Instructions for the task
Output, with no changes, the span of lines that opens with the line containing "Each instance receives a single keypoint. Tag the white paper" and closes with the last line.

Material
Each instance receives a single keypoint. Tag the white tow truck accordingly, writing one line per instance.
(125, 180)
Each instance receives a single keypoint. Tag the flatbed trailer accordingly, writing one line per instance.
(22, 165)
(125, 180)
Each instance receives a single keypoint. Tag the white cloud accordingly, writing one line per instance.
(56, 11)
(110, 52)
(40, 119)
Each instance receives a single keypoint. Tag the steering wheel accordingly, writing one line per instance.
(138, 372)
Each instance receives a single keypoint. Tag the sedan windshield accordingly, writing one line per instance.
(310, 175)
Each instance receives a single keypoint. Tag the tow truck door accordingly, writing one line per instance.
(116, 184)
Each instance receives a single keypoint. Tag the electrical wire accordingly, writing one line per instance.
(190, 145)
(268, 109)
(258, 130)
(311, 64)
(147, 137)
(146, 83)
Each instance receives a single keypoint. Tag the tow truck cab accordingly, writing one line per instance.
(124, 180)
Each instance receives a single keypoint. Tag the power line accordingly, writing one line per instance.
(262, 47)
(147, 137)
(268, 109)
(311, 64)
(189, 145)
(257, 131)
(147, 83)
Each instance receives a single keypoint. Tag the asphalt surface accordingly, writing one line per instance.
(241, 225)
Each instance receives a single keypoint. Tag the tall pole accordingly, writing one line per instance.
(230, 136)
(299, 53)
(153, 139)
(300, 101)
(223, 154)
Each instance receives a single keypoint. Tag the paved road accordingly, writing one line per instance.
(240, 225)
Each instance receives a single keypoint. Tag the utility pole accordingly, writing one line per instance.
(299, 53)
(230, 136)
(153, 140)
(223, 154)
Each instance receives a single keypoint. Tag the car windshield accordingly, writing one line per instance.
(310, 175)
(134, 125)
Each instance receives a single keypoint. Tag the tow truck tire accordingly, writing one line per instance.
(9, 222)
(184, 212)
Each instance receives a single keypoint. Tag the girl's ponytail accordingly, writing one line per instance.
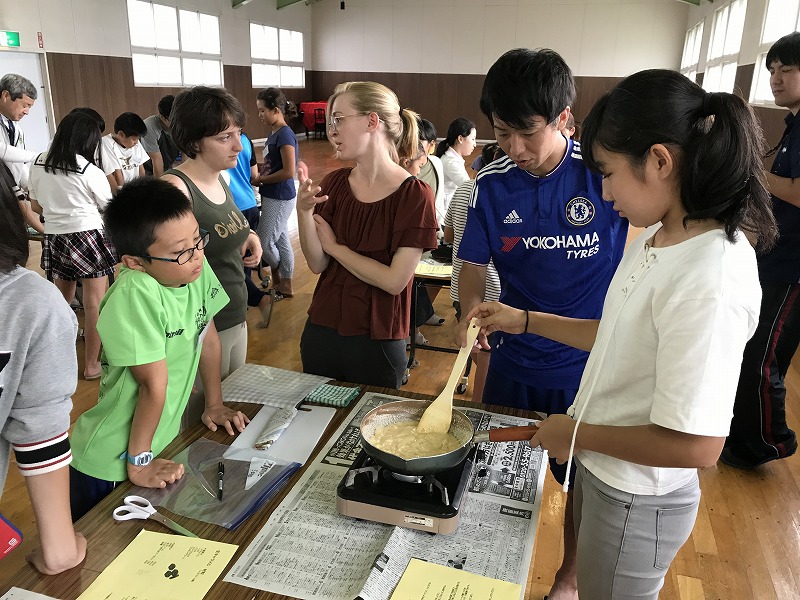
(408, 144)
(716, 139)
(723, 174)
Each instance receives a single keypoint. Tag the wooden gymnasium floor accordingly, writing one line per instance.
(745, 545)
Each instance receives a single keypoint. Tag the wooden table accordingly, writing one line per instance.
(107, 538)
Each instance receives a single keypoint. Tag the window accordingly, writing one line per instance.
(723, 47)
(691, 48)
(720, 77)
(277, 56)
(173, 47)
(760, 91)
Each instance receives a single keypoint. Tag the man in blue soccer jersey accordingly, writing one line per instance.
(759, 432)
(539, 215)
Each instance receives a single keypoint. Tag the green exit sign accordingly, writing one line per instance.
(9, 39)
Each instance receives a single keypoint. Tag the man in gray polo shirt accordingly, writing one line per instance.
(157, 141)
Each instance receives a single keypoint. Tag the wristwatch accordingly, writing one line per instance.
(139, 460)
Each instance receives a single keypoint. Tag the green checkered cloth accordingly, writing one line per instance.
(333, 395)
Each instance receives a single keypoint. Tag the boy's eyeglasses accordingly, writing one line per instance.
(187, 254)
(333, 124)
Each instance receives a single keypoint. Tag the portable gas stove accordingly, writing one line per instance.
(426, 502)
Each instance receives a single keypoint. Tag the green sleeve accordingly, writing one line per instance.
(132, 323)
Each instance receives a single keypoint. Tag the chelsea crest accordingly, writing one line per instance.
(580, 211)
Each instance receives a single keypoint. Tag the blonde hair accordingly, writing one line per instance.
(400, 125)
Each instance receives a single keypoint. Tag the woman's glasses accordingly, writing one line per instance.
(187, 254)
(333, 124)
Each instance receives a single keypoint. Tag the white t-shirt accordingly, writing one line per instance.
(126, 160)
(71, 202)
(669, 348)
(16, 162)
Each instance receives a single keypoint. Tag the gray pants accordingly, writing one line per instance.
(273, 230)
(626, 542)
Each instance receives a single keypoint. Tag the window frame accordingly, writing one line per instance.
(695, 34)
(179, 54)
(721, 55)
(278, 63)
(760, 67)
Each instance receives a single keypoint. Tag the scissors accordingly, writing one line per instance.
(136, 507)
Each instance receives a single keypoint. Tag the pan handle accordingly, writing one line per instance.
(506, 434)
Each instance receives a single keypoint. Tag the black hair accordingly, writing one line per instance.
(101, 122)
(201, 112)
(77, 134)
(130, 124)
(786, 50)
(139, 208)
(715, 138)
(165, 106)
(523, 84)
(427, 130)
(460, 127)
(274, 98)
(14, 247)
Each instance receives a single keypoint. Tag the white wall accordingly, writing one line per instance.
(101, 26)
(595, 37)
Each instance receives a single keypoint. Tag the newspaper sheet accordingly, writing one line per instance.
(307, 550)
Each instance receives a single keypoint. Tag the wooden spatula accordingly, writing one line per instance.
(437, 417)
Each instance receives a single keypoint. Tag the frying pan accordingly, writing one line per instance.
(460, 427)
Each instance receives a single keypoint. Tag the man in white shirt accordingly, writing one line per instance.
(17, 96)
(122, 152)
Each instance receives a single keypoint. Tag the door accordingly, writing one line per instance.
(34, 124)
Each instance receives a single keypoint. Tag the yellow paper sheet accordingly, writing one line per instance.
(428, 581)
(160, 566)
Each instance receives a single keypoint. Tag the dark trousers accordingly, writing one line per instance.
(352, 358)
(424, 306)
(759, 413)
(254, 295)
(86, 492)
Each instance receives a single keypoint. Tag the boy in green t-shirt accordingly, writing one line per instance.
(156, 327)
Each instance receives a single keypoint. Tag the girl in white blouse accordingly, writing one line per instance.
(70, 190)
(460, 142)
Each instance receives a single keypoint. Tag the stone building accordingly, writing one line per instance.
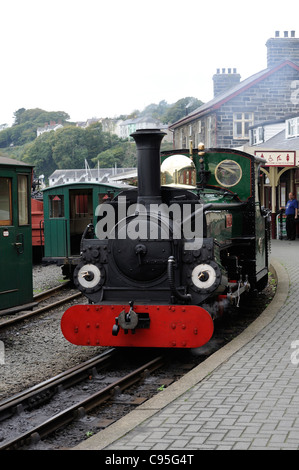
(268, 95)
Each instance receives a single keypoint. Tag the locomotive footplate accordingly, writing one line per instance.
(169, 326)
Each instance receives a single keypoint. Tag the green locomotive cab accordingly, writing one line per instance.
(238, 228)
(16, 288)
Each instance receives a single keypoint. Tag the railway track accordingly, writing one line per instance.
(39, 298)
(29, 401)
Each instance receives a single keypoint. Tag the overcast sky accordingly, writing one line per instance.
(103, 58)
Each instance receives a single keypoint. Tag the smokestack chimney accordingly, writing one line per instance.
(148, 142)
(225, 80)
(282, 48)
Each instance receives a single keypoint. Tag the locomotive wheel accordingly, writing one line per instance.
(89, 278)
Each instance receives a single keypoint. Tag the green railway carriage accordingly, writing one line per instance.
(68, 210)
(16, 288)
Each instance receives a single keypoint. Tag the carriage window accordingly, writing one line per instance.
(5, 201)
(56, 205)
(81, 204)
(23, 200)
(228, 173)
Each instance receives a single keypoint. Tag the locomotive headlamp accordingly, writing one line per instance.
(204, 276)
(89, 277)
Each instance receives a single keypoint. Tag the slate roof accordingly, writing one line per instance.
(227, 95)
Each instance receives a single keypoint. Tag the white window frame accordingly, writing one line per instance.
(246, 120)
(292, 128)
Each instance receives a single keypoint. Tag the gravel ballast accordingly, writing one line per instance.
(35, 349)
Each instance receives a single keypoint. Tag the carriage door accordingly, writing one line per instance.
(16, 241)
(81, 214)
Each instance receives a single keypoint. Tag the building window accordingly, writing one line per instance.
(242, 122)
(292, 127)
(5, 201)
(257, 135)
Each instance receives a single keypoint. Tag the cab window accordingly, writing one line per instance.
(5, 201)
(56, 205)
(23, 203)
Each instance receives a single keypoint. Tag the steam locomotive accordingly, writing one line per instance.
(167, 258)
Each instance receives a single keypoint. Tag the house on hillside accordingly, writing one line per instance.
(268, 95)
(144, 122)
(53, 126)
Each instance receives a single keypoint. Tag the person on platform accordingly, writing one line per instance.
(291, 216)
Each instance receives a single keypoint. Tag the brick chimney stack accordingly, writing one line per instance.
(284, 46)
(225, 80)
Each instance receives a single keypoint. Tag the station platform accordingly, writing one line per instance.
(245, 396)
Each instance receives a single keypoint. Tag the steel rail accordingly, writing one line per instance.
(43, 390)
(76, 411)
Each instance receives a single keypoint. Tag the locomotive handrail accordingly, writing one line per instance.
(226, 206)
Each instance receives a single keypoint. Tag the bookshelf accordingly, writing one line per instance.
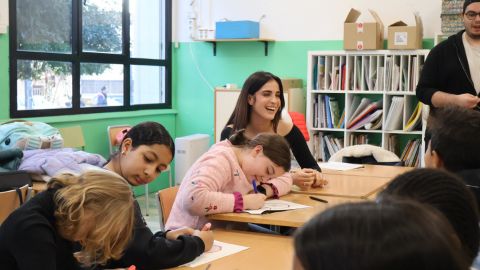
(357, 97)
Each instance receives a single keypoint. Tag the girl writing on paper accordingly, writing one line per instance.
(258, 109)
(94, 209)
(220, 181)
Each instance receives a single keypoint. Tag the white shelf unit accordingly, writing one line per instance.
(379, 75)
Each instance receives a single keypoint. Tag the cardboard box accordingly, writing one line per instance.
(361, 35)
(404, 37)
(237, 29)
(289, 83)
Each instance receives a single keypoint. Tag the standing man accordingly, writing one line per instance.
(451, 73)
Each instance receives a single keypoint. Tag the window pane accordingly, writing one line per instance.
(147, 29)
(44, 29)
(43, 85)
(147, 85)
(102, 26)
(101, 85)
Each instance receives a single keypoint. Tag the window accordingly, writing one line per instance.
(86, 56)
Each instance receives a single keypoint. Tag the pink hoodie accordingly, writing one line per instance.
(208, 187)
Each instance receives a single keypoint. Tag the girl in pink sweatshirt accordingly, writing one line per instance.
(220, 181)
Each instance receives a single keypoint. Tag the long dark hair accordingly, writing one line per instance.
(446, 193)
(368, 236)
(275, 147)
(241, 114)
(149, 133)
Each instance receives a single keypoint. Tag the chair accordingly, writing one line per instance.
(12, 199)
(73, 137)
(114, 142)
(365, 154)
(166, 197)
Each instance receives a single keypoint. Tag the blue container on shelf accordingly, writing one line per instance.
(237, 29)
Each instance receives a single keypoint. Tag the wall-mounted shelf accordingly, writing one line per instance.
(214, 42)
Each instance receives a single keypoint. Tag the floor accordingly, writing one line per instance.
(152, 219)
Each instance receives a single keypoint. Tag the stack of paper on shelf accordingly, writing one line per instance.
(411, 153)
(395, 114)
(414, 119)
(371, 108)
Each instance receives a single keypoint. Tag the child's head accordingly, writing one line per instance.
(146, 150)
(96, 210)
(262, 94)
(266, 156)
(368, 236)
(454, 145)
(446, 193)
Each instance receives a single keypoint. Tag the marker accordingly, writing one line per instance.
(254, 184)
(318, 199)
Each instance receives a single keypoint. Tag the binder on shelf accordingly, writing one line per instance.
(415, 118)
(395, 114)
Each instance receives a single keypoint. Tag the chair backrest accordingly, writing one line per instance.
(11, 200)
(73, 137)
(112, 132)
(365, 154)
(166, 198)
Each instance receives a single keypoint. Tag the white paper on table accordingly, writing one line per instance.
(219, 250)
(339, 166)
(276, 205)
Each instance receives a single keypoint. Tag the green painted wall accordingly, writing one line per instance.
(192, 97)
(234, 62)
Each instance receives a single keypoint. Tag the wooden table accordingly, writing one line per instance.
(349, 186)
(294, 218)
(265, 252)
(372, 171)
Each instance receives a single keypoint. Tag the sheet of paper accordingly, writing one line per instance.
(339, 166)
(219, 250)
(276, 205)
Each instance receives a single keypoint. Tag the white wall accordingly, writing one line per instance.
(305, 19)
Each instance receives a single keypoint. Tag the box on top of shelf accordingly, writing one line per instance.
(289, 83)
(404, 37)
(362, 35)
(237, 29)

Answer for this exercise
Each instance receives a single keypoint. Tag the white paper on table accordingly, writing one line per instance.
(219, 250)
(339, 166)
(276, 205)
Each instance receives a single keypoint. Tag the green painted wall accordingly, writing one line per instance.
(192, 97)
(234, 62)
Each instance receives a single keypoint. Tag the wooden table accordingly, writing one line per instance.
(349, 186)
(294, 218)
(265, 252)
(372, 171)
Each instance receives a single keypoint. Tag the sheet of paper accordingly, writing one line per instance.
(339, 166)
(219, 250)
(276, 205)
Each instance receives a single keypoint. Tag the white wall accordingly, writing one line per instance.
(305, 19)
Each instance receives a single keypoint. Tag the box on top of shelf accordingly, writing one line per instance.
(289, 83)
(404, 37)
(362, 35)
(237, 29)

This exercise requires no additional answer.